> THE TASK
Strip out the pictures and transcribe the records that follow exactly.

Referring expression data
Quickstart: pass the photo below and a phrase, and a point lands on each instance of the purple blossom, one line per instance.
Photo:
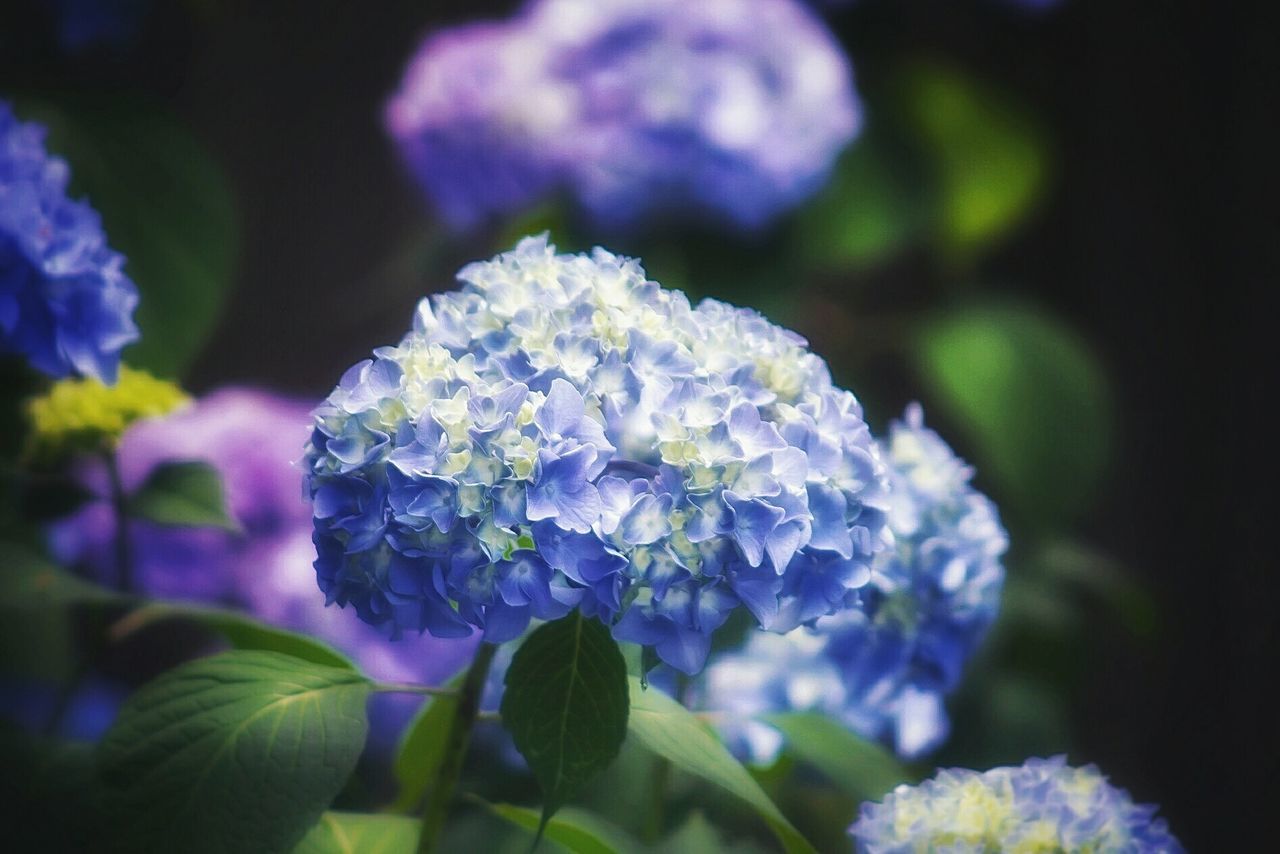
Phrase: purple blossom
(634, 109)
(252, 439)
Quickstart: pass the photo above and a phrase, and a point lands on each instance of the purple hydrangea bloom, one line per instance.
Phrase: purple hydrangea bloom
(886, 666)
(65, 304)
(252, 439)
(1041, 805)
(563, 433)
(635, 109)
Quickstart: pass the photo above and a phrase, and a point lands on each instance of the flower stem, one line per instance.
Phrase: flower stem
(123, 558)
(440, 794)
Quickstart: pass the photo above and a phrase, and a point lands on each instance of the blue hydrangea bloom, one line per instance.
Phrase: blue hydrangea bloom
(563, 433)
(731, 110)
(885, 667)
(65, 304)
(1041, 805)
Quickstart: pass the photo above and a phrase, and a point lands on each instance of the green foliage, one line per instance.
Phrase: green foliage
(668, 729)
(566, 704)
(39, 611)
(182, 493)
(165, 205)
(360, 834)
(238, 629)
(423, 747)
(695, 836)
(48, 786)
(241, 752)
(575, 830)
(1032, 400)
(865, 214)
(990, 158)
(862, 770)
(32, 583)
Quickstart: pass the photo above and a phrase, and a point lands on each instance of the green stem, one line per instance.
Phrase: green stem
(123, 560)
(656, 821)
(440, 794)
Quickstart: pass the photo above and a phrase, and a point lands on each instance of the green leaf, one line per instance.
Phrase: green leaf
(165, 206)
(862, 770)
(183, 493)
(360, 834)
(241, 752)
(867, 213)
(670, 730)
(991, 159)
(421, 749)
(240, 630)
(1032, 400)
(566, 704)
(577, 830)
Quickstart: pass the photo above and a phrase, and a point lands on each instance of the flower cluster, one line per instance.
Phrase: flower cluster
(87, 415)
(251, 438)
(1041, 805)
(562, 433)
(886, 666)
(635, 109)
(65, 304)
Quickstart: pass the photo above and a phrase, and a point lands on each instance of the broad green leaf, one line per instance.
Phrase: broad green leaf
(576, 830)
(240, 630)
(991, 159)
(421, 748)
(1032, 400)
(670, 730)
(566, 704)
(241, 752)
(360, 834)
(867, 213)
(862, 770)
(165, 206)
(182, 493)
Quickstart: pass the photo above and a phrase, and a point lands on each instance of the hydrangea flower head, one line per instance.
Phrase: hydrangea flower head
(88, 415)
(1042, 805)
(65, 304)
(886, 666)
(728, 109)
(563, 433)
(251, 438)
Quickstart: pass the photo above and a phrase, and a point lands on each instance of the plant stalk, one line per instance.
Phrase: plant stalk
(123, 557)
(439, 797)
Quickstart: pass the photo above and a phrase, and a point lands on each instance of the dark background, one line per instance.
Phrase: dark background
(1153, 242)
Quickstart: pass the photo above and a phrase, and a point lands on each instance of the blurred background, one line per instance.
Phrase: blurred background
(1043, 232)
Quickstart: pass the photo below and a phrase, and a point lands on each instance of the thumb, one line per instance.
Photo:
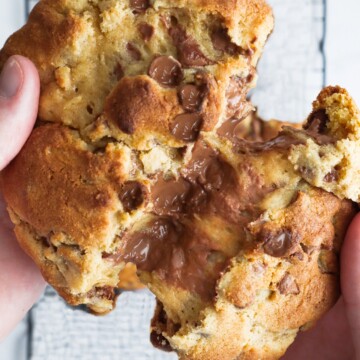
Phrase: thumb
(350, 280)
(19, 97)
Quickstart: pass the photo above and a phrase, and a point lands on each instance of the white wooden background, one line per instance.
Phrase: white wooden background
(291, 74)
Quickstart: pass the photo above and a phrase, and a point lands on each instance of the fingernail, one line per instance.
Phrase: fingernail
(10, 79)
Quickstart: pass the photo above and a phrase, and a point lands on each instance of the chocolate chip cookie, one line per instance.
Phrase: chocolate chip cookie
(143, 156)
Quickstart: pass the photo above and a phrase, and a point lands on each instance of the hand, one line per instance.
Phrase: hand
(20, 281)
(337, 335)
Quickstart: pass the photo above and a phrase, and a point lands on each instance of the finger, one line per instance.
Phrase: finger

> SOLVED PROBLEM
Quickstart: pass the photo below and a phrase, and a point lands on each instance of the purple blossom, one line per instance.
Photo:
Phrase: purple blossom
(634, 109)
(252, 439)
Quickstart: pass the photo above and a phrase, and a point lands on each instance of the purple hydrangea bloom, one line per instance.
Phrase: purple hydrangea bloom
(886, 666)
(65, 304)
(252, 439)
(1041, 805)
(563, 433)
(635, 109)
Quickstart: pass the photo above and a phrase, and a point lands on each instance of the flower stem, one line per instance.
Phrase: flower stem
(123, 558)
(440, 794)
Quickstart: pass the photo above and a phrase, and a point lands on each instance of the blue hydrangea bloom, one line per instance.
Phrase: blue hydrangea bloom
(563, 433)
(731, 110)
(885, 667)
(65, 304)
(1041, 805)
Quickstart: pass the photo above and a phrase, and a point lands on each instance of the green foliage, one line per instance.
Phrase: green foliage
(668, 729)
(566, 704)
(39, 611)
(182, 493)
(165, 205)
(360, 834)
(238, 629)
(423, 747)
(695, 836)
(48, 786)
(241, 752)
(575, 830)
(1032, 400)
(865, 214)
(990, 158)
(862, 770)
(32, 583)
Quickstart: pass the photo above and a phrase, and a point lands on each instance of the green stem, one line per instance.
Phrase: green stem
(123, 560)
(656, 821)
(440, 794)
Quickstart: pass the photo above and a phrase, and a point lands on each instance of the green leaf, one line per instance.
Phrase: green leaf
(165, 206)
(862, 770)
(183, 493)
(360, 834)
(241, 752)
(867, 213)
(670, 730)
(991, 159)
(421, 749)
(240, 630)
(1032, 400)
(566, 704)
(577, 830)
Quickstart: pass the photo above and a phrase, and a point lands on each instance of the flower cluster, one line per instance.
Phrase: flower cluster
(87, 415)
(251, 438)
(1041, 805)
(562, 433)
(886, 666)
(635, 109)
(65, 304)
Quickstart: pass the photo above and a phrase, and a point lands on each instance of the broad green leaf, one line per instance.
Phrase: broad green leaf
(576, 830)
(240, 630)
(991, 159)
(421, 748)
(1032, 400)
(670, 730)
(566, 704)
(241, 752)
(360, 834)
(867, 213)
(862, 770)
(165, 206)
(182, 493)
Quickstart: pass the photo above and a phrase, and a point lands on each instance of the hydrangea flower head, one line per instance.
Phrase: hydrangea flower head
(88, 415)
(1042, 805)
(65, 304)
(886, 666)
(728, 109)
(563, 433)
(251, 438)
Quickstart: pass the photo above and a phrase, and a point lands on each instance of the plant stalk, one line per instance.
Phrase: plant stalk
(123, 557)
(439, 797)
Quickstart: pass the photo above and a phrase, and a point lands on each instance of the dark background, one line per instance.
Phrase: dark background
(1153, 242)
Quickstart: pass the photo above and a phrase, and a point lands on each instance of the blurred background, one line per instance.
Phrase: blurred background
(1043, 232)
Quickstart: pass the photo below and a phrase, and a point lands on each instance of the thumb, one line per instance.
Photo:
Phrase: thumb
(350, 280)
(19, 97)
Quickstart: pass the photo above and a phrase, and a point lands on each instance of the white wooden background, one line per instance.
Phrase: white wooden background
(291, 74)
Quickstart: pass the photo above and a phrase, and a point lands on each instance of the fingernail, one line per instance.
Phrase: fingernail
(10, 79)
Quickstart: pass the photo above and a phrase, and a point lands on each instance of the chocolate chip cookie, one line per instance.
Phrase: chocolate chip cookie
(143, 156)
Quickstart: pass the photo above and a phrase, and a point lands on each instance of the hand, one line per instance.
Phrase: hand
(20, 281)
(337, 335)
Quickstart: pass the photo above and a phrase, and a point lands on each instance of the finger, one line per instance.
Phrase: finger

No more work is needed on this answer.